**Position identification records:**
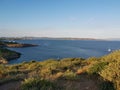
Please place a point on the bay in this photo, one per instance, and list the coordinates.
(57, 49)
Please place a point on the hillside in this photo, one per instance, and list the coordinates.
(101, 73)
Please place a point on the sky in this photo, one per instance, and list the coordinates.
(60, 18)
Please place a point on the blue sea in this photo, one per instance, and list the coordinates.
(57, 49)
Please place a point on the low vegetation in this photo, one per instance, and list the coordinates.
(65, 74)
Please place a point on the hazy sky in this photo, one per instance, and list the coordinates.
(60, 18)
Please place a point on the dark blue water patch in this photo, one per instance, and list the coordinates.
(64, 48)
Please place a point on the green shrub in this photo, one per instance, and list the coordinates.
(37, 84)
(95, 68)
(112, 73)
(69, 75)
(106, 85)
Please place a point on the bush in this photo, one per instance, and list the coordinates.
(37, 84)
(94, 69)
(112, 73)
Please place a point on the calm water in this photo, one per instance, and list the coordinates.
(64, 48)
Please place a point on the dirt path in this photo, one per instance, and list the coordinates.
(81, 84)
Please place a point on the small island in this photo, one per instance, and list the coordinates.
(14, 44)
(6, 55)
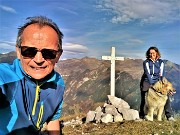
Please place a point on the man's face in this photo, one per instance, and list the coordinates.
(44, 37)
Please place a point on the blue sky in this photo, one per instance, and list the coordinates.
(92, 27)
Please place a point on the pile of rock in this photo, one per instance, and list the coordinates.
(115, 110)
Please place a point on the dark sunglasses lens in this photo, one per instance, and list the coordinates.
(28, 51)
(49, 54)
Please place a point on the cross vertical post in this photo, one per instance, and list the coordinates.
(112, 58)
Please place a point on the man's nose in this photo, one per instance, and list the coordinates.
(38, 58)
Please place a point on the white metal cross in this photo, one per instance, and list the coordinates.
(112, 58)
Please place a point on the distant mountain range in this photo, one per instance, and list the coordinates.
(88, 82)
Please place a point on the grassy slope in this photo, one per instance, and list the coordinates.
(126, 128)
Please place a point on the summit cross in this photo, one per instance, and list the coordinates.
(112, 58)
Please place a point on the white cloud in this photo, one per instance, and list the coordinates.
(8, 9)
(145, 11)
(75, 48)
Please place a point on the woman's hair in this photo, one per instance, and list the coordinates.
(153, 48)
(41, 21)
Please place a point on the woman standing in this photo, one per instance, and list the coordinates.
(153, 71)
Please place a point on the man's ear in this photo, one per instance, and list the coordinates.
(18, 52)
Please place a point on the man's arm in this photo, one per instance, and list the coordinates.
(53, 127)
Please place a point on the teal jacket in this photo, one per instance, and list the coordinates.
(26, 105)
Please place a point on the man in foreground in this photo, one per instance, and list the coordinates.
(31, 92)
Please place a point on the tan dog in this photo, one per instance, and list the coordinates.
(156, 97)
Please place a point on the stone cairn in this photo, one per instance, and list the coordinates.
(115, 110)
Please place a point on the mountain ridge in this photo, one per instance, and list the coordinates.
(87, 81)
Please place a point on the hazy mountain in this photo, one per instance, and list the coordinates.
(88, 81)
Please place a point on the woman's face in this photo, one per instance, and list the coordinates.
(153, 54)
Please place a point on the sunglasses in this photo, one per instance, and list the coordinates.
(30, 52)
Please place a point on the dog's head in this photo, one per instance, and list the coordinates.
(164, 87)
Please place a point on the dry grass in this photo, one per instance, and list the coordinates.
(125, 128)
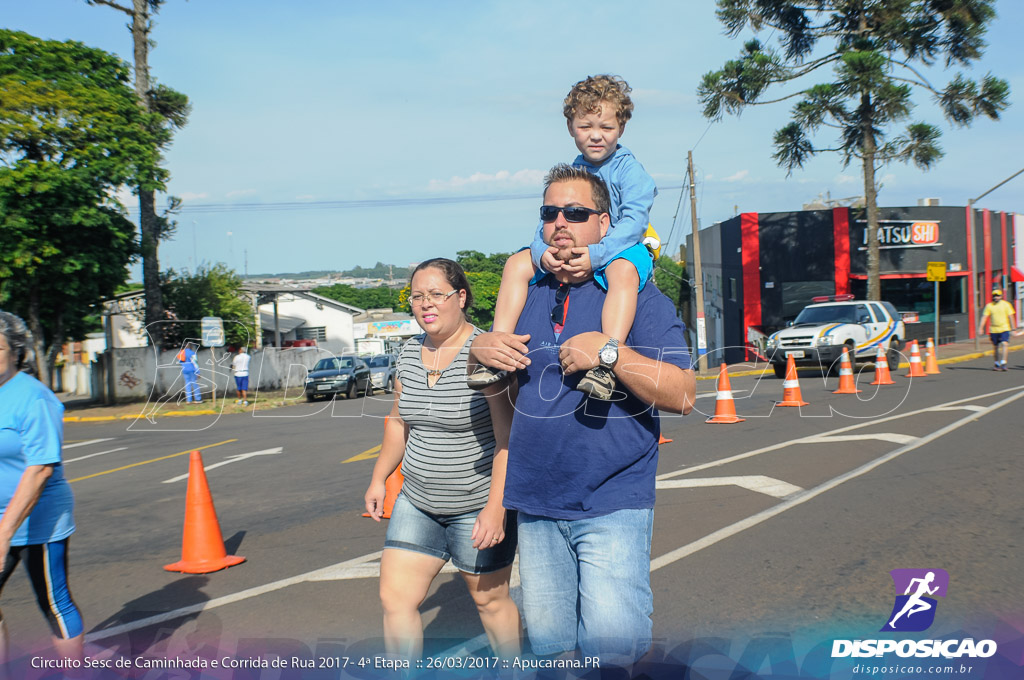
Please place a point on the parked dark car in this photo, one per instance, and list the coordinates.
(338, 375)
(382, 372)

**What needs to be done:**
Put every line above into a Markdown table with a "Row" column holding the row number and a "Line" column holding the line, leaving out blank lines. Omit the pictures.

**The reply:**
| Row | Line |
|---|---|
| 1 | Please place a point on the bay in this photo, one per instance, and list the coordinates. |
| 2 | (57, 49) |
| 3 | Please place a point on the hillside in this photo, one per instance, and list the coordinates. |
| 4 | (101, 73) |
| 5 | Please place a point on the sky in this photo, one per instance, and list the coordinates. |
| 6 | (60, 18) |
| 7 | Please place a point on the blue sea in this photo, one per instance, and list the coordinates. |
| 8 | (57, 49) |
| 9 | Please place a point on the low vegetation in this photo, one per instance, and list the coordinates. |
| 10 | (65, 74) |
| 11 | Please place a point on the hazy sky in this photo, one per instance, and list the coordinates. |
| 12 | (60, 18) |
| 13 | Please place a point on the dark blue water patch in this photo, one per instance, and list the coordinates. |
| 14 | (64, 48) |
| 15 | Please place a point on the green shrub in this photo, one per instance, and list the coordinates. |
| 16 | (37, 84) |
| 17 | (95, 68) |
| 18 | (112, 73) |
| 19 | (69, 75) |
| 20 | (106, 85) |
| 21 | Please place a point on the bush in this photo, one per instance, and list the coordinates. |
| 22 | (37, 84) |
| 23 | (94, 69) |
| 24 | (112, 73) |
| 25 | Please place a point on the calm water in this photo, one per instance, and list the coordinates. |
| 26 | (64, 48) |
| 27 | Please place a point on the dirt path in this photo, one per instance, and list the coordinates. |
| 28 | (81, 84) |
| 29 | Please place a point on the small island in this photo, one per instance, and list the coordinates. |
| 30 | (14, 44) |
| 31 | (6, 55) |
| 32 | Please place a point on the man's face in this photo, one per instance, and list the coordinates. |
| 33 | (44, 37) |
| 34 | Please place a point on the blue sky in this photo, one per instance, and list the coordinates. |
| 35 | (92, 27) |
| 36 | Please place a point on the pile of rock in this photo, one per instance, and list the coordinates. |
| 37 | (115, 110) |
| 38 | Please place a point on the dark sunglasses lens in this photo, one per instance, and list the coordinates. |
| 39 | (28, 51) |
| 40 | (49, 54) |
| 41 | Please place a point on the cross vertical post in this photo, one per instance, and list the coordinates. |
| 42 | (112, 58) |
| 43 | Please place a point on the man's nose in this photo, one per instance, and list the coordinates. |
| 44 | (38, 58) |
| 45 | Please place a point on the white metal cross in this photo, one per instance, and list the coordinates. |
| 46 | (112, 58) |
| 47 | Please place a point on the distant mountain range in this photo, one per instance, and list the coordinates. |
| 48 | (88, 82) |
| 49 | Please place a point on the grassy slope in this photo, one per instance, and list the coordinates. |
| 50 | (126, 128) |
| 51 | Please place a point on the summit cross in this photo, one per instance, and list the coordinates. |
| 52 | (112, 58) |
| 53 | Please place a point on the white cloud in this photo, one per instance, and list the coordinates. |
| 54 | (8, 9) |
| 55 | (145, 11) |
| 56 | (75, 48) |
| 57 | Please place a point on the woman's hair in this photo, one per instance, and list the coordinates. |
| 58 | (153, 48) |
| 59 | (41, 21) |
| 60 | Please place a point on the woman standing in this photo, one per instance, and list the coordinates. |
| 61 | (153, 71) |
| 62 | Please place a point on the man's ear in this photo, one per instance, and list the coordinates. |
| 63 | (18, 52) |
| 64 | Please place a point on the man's arm in this photo, one per instance, and list the coordinates. |
| 65 | (53, 127) |
| 66 | Please place a point on the teal jacket in this photo, one per instance, and list the coordinates. |
| 67 | (26, 105) |
| 68 | Please place a point on the man in foreground in this photo, one per instance, and list the coordinates. |
| 69 | (31, 92) |
| 70 | Please place a point on the tan dog in this photo, one per instance, and list the coordinates. |
| 71 | (156, 97) |
| 72 | Please place a point on the stone cairn in this photo, one per instance, and list the coordinates. |
| 73 | (115, 110) |
| 74 | Please place a point on the mountain ridge in this photo, one per instance, and list the coordinates. |
| 75 | (87, 81) |
| 76 | Please place a point on the hazy mountain in this photo, one per instance, and list the coordinates. |
| 77 | (88, 81) |
| 78 | Please place a point on the woman's face in this photo, one per instance, and list the coordinates. |
| 79 | (153, 54) |
| 80 | Please place a point on the sunglasses in this photo, one per instance, and list the coordinates. |
| 81 | (30, 52) |
| 82 | Please place a point on the dog's head in this photo, one per instance, and list the coordinates. |
| 83 | (164, 87) |
| 84 | Please place a point on the dry grass in this photo, one per instance, and list the coordinates. |
| 85 | (125, 128) |
| 86 | Please place a point on the parked dark car in this photo, one per instance, and list the coordinates. |
| 87 | (338, 375) |
| 88 | (382, 372) |